▶ _GIVEN RECORDS_:
------

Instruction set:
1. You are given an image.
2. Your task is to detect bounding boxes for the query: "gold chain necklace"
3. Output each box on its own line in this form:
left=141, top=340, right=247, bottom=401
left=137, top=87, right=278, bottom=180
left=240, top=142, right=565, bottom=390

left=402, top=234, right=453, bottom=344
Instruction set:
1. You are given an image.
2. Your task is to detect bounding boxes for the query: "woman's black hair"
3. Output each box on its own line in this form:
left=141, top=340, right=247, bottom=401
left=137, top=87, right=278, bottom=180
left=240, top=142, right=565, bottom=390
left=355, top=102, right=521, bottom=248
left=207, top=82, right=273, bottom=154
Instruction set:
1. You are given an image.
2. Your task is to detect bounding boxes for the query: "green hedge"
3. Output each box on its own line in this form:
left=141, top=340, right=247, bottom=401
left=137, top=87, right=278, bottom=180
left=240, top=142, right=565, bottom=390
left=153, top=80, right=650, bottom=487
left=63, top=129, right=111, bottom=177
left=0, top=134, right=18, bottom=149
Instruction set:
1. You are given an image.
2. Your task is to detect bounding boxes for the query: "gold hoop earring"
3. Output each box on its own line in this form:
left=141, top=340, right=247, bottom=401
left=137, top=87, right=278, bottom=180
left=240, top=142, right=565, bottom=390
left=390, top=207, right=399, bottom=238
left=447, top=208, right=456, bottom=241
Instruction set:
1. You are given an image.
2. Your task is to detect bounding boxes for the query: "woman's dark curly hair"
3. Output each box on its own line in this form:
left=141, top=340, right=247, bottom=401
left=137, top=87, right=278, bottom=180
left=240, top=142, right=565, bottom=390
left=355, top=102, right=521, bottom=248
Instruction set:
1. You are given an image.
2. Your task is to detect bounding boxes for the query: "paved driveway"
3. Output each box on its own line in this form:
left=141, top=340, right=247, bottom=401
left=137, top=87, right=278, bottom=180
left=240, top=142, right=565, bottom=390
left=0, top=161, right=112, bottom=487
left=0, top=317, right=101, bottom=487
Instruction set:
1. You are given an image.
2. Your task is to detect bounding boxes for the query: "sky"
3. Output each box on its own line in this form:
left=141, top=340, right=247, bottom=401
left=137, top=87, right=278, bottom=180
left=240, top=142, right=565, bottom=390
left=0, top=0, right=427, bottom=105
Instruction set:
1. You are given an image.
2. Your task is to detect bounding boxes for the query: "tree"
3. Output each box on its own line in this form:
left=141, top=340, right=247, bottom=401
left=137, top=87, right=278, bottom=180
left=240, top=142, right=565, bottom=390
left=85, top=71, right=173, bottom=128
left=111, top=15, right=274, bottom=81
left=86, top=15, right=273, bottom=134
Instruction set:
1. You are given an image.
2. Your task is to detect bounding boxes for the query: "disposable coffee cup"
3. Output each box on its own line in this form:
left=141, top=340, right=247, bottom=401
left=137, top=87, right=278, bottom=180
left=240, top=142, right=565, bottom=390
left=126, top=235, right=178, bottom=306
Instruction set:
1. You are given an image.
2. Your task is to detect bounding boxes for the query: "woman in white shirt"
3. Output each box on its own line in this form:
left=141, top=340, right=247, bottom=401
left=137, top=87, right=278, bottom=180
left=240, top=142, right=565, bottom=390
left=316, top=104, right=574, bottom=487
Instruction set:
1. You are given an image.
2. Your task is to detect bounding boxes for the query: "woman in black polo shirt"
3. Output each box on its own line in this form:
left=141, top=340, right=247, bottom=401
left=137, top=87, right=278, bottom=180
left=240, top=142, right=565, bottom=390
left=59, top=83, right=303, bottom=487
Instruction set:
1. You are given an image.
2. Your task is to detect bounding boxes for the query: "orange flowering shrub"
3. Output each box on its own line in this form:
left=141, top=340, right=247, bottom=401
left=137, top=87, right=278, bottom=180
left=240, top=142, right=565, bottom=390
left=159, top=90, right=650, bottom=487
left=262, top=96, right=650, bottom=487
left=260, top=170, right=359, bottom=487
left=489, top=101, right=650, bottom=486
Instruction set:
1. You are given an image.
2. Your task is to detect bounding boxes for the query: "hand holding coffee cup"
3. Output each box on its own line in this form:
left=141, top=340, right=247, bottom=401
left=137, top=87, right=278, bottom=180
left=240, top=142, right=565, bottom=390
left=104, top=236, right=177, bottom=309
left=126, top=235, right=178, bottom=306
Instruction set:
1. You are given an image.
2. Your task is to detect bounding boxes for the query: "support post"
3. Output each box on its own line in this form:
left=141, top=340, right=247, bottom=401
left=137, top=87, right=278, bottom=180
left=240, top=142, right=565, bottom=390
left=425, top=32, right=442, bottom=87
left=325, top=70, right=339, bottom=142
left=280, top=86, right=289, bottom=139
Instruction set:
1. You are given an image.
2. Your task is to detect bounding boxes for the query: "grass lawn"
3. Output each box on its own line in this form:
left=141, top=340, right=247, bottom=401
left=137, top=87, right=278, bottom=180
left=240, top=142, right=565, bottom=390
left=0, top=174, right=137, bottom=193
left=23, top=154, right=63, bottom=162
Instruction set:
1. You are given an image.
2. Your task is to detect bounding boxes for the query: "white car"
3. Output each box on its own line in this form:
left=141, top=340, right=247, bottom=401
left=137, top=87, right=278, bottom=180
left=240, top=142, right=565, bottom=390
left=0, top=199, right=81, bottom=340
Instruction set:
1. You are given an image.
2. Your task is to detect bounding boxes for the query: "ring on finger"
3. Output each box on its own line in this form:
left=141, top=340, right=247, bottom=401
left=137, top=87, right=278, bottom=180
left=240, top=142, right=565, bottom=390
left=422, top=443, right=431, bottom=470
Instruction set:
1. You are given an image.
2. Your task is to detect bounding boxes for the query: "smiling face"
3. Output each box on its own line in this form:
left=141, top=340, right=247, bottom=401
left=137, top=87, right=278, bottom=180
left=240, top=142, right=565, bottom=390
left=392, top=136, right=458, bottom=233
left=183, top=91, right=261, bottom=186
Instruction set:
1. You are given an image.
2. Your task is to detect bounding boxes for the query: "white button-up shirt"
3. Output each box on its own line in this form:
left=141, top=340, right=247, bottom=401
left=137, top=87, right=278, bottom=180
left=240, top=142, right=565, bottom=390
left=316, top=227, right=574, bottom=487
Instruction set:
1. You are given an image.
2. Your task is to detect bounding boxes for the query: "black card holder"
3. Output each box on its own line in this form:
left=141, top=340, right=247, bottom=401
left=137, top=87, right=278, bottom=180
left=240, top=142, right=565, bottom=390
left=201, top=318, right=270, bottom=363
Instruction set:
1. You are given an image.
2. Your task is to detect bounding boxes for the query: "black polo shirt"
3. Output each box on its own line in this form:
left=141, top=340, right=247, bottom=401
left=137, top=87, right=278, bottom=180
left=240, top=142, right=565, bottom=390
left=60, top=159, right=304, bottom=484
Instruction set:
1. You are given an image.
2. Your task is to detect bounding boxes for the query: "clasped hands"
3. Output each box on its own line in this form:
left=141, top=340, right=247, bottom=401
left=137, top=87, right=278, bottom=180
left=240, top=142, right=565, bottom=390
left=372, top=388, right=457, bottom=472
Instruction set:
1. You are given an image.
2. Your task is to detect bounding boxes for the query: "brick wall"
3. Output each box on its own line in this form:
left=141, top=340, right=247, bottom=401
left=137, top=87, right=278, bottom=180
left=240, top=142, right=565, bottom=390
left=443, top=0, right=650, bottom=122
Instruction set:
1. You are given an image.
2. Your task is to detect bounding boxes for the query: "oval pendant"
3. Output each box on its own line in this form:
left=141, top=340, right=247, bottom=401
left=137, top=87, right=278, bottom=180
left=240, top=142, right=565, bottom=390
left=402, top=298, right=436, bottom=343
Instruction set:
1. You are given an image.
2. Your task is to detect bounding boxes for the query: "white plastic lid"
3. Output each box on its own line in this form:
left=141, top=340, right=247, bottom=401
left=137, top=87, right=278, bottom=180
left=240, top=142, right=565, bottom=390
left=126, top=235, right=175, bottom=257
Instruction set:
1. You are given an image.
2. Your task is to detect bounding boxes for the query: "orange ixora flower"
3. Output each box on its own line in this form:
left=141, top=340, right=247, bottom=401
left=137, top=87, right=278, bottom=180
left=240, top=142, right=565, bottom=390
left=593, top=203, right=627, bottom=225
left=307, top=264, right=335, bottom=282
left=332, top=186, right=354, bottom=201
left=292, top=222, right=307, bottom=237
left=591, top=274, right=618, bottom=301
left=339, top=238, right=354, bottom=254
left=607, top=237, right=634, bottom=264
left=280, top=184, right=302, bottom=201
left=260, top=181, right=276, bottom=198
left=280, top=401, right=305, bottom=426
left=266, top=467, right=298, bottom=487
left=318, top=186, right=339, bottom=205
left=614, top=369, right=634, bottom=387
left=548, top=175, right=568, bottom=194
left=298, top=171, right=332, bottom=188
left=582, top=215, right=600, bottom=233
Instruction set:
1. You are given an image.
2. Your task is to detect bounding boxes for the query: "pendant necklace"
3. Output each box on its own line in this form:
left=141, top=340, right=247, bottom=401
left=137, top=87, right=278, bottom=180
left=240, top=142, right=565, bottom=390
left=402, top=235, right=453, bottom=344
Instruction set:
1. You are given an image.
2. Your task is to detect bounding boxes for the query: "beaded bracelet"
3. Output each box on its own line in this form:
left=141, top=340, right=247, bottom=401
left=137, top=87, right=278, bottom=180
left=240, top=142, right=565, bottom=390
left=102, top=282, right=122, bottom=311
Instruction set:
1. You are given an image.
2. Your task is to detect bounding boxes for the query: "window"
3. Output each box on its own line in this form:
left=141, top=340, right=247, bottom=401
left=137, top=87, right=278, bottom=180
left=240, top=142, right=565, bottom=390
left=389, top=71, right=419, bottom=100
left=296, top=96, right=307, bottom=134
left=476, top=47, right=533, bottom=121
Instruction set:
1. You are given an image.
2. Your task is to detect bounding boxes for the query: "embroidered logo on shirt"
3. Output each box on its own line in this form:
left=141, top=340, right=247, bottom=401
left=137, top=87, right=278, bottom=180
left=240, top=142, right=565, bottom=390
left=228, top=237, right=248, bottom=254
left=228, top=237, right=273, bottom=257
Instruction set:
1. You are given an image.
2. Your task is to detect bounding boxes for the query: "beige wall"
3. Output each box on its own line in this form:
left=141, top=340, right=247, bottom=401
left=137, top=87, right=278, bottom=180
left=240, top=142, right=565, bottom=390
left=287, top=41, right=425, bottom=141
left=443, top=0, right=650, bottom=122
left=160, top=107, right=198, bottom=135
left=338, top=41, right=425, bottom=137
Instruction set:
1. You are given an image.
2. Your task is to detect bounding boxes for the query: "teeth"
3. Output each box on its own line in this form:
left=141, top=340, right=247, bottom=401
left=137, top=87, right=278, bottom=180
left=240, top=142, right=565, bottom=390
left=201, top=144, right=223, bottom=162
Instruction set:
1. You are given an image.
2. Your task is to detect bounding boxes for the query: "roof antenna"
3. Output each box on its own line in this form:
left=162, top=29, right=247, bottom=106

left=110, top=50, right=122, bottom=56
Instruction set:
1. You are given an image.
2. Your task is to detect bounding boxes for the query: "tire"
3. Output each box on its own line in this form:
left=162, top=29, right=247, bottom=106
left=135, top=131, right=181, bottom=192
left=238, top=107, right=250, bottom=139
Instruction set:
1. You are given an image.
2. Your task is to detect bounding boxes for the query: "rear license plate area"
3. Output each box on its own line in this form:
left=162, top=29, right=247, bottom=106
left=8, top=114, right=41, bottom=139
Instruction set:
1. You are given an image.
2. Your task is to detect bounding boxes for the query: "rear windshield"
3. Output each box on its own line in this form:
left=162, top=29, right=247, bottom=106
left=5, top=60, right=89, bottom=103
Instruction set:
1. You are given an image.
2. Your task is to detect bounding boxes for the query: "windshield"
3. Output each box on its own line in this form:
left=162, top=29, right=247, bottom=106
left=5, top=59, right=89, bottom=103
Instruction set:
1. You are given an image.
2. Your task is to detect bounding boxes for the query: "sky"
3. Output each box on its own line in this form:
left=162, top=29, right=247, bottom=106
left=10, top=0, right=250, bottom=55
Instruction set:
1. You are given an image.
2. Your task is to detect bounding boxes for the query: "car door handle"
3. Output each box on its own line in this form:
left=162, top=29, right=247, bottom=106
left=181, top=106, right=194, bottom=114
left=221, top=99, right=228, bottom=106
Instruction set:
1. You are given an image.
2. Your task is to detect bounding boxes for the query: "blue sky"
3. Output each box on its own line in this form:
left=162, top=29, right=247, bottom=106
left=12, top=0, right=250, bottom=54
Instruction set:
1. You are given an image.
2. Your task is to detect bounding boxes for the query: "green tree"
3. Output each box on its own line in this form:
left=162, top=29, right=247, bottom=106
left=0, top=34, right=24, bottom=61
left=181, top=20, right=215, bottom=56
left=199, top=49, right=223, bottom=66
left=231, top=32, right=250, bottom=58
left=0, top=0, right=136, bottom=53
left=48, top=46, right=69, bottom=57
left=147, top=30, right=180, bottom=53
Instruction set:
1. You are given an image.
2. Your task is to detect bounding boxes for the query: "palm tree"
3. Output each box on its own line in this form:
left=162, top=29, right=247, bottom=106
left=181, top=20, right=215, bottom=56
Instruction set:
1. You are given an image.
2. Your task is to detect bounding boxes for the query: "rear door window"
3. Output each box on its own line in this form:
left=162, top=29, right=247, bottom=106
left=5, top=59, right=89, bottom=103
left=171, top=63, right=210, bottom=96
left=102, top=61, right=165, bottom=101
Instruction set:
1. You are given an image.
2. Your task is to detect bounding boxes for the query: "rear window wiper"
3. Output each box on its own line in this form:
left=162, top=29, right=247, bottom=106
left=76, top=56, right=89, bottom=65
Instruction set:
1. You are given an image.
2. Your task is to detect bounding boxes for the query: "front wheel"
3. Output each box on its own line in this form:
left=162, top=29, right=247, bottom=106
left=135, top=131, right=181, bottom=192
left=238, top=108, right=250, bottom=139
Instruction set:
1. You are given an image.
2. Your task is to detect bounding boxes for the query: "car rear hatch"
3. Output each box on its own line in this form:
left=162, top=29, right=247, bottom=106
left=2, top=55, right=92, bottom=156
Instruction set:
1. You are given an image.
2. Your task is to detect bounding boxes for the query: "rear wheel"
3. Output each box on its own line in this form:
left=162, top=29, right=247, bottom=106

------

▶ _REQUEST_: Copy the listing word for word from its first line through the line containing "left=207, top=82, right=273, bottom=154", including both of those lines.

▶ _COMPLETE RESPONSE_:
Instruction set:
1. You are given an image.
2. Your task is to detect bounding boxes for the query: "gold chain necklace"
3. Output each box on its own line in this form:
left=141, top=340, right=247, bottom=401
left=137, top=87, right=278, bottom=180
left=240, top=142, right=565, bottom=390

left=402, top=234, right=453, bottom=344
Instruction set:
1. You are given an image.
2. Your task is to detect bounding boxes for the query: "woman's black hair"
3. Output each box on its own line in this form:
left=141, top=340, right=247, bottom=401
left=137, top=87, right=278, bottom=180
left=240, top=142, right=565, bottom=390
left=355, top=102, right=521, bottom=248
left=207, top=82, right=273, bottom=154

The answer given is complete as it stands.